[Saved data entries]

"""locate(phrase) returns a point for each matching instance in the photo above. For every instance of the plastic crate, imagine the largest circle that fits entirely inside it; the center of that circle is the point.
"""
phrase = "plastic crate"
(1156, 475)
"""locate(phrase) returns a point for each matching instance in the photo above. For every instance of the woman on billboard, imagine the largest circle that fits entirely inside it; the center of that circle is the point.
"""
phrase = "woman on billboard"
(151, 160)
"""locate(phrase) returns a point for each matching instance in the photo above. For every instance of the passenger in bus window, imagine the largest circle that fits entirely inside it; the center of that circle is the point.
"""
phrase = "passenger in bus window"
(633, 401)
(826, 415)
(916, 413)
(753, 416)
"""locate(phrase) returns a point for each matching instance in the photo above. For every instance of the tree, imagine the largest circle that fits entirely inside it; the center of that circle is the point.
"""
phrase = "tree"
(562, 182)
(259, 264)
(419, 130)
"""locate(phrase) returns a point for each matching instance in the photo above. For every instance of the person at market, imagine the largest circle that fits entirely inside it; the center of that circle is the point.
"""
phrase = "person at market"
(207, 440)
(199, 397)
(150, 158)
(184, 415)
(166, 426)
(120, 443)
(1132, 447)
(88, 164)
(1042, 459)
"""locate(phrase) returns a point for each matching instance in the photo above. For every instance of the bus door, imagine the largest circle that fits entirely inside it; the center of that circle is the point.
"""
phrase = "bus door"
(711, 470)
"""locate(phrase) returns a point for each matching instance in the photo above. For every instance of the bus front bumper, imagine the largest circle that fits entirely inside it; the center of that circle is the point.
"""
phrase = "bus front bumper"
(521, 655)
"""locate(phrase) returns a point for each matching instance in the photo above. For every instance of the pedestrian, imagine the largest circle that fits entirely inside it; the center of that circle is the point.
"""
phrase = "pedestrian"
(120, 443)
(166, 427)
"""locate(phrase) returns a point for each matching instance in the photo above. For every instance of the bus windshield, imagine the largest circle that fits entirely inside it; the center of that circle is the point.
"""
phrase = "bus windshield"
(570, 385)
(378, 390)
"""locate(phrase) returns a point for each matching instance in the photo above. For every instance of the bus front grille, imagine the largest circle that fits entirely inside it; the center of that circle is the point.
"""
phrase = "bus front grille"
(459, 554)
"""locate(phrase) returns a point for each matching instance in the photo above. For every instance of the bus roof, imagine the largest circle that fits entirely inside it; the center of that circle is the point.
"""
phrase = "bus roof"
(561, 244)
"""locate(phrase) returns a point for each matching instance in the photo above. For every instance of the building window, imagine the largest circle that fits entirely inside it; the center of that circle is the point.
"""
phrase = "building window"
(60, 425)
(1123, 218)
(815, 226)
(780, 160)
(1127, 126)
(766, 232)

# What you are asked to do:
Exact retyping of all the entries is required.

# Task output:
"""locate(phrase) returns a point for each matching instance in the photo above. For every instance of the plastic crate, imagine the largest circle that fits entirely inside it; the center of that circle is the point.
"""
phrase = "plastic crate"
(1156, 475)
"""locate(phrase) returns a point for each matching instance in the photo above. For every instance of the woman on billboard, imagine the largest circle that fits entirely inside it; the center of that circle is the point.
"""
phrase = "woman on billboard"
(151, 160)
"""locate(phrase) returns a point for each matching instance in the photo above. For every instance of the passenger in bus window, imagine the largest circle that fits entirely inside it; the center of that circle is the point.
"""
phrase = "passenger in bus window"
(633, 401)
(826, 415)
(916, 413)
(753, 416)
"""locate(phrase) returns a point for each matching instance in the photo above. For every instance of the tree, imagine the largest circle that fits entirely inside it; the center of that circle is the point.
"""
phrase = "tree"
(562, 182)
(259, 264)
(419, 130)
"""locate(phrase) returns a point for each matching instance in the photo above. For every instance of the person at market, imagine the largest circle that fits entirely inside it; the center of that circle is the point.
"""
phrase = "person at market"
(207, 440)
(199, 397)
(150, 158)
(184, 415)
(166, 426)
(120, 443)
(1132, 447)
(88, 164)
(1042, 459)
"""locate(phrase) returns a point for each matching instance in the photo above. For every instance of the bus door, imagine the largest circle that fits entirely inside it; the center of that circle is the point.
"""
phrase = "bus door"
(711, 470)
"""locate(phrase) returns a point for each matching instance in the photo above. For every instance of the bus front bumper, imagine the largest circle that fits entirely inside it; the center of that circle is the point.
"""
phrase = "bus front bumper"
(521, 655)
"""locate(phrase) returns a point for each matching instance in the photo above. For every instance of the pedestrian, imagine the largest circle that fits entirely inside it; the center of that circle is the point.
"""
phrase = "pedestrian"
(120, 443)
(166, 427)
"""locate(phrase) returns a point for each matching instance in the photo above. For every instance of the bus windshield, imagine the largest circle that fits entirely inside it; the center of that circle is the point.
"""
phrase = "bus windshield"
(570, 385)
(378, 390)
"""locate(phrase) returns a point for each matching instance in the photo above. For every instance of the bus front grille, imagine the largest circle that fits entirely inside it; the center of that circle is the point.
"""
phrase = "bus front grille"
(459, 554)
"""locate(phrase) returns a point for each matching instance in the photo above. For every instance of the bus roof, imagine the largest circle that fits entirely inside it; the center of that circle is the point.
"""
phrase = "bus roof"
(561, 244)
"""locate(phrase) returns a point for each matching instance in the photo above. For every instance of the building window, imagine the largest circle that fits entirely inside it; the center of that circle is the point.
"""
phrase = "building window"
(60, 425)
(1123, 218)
(815, 226)
(780, 160)
(1127, 126)
(766, 232)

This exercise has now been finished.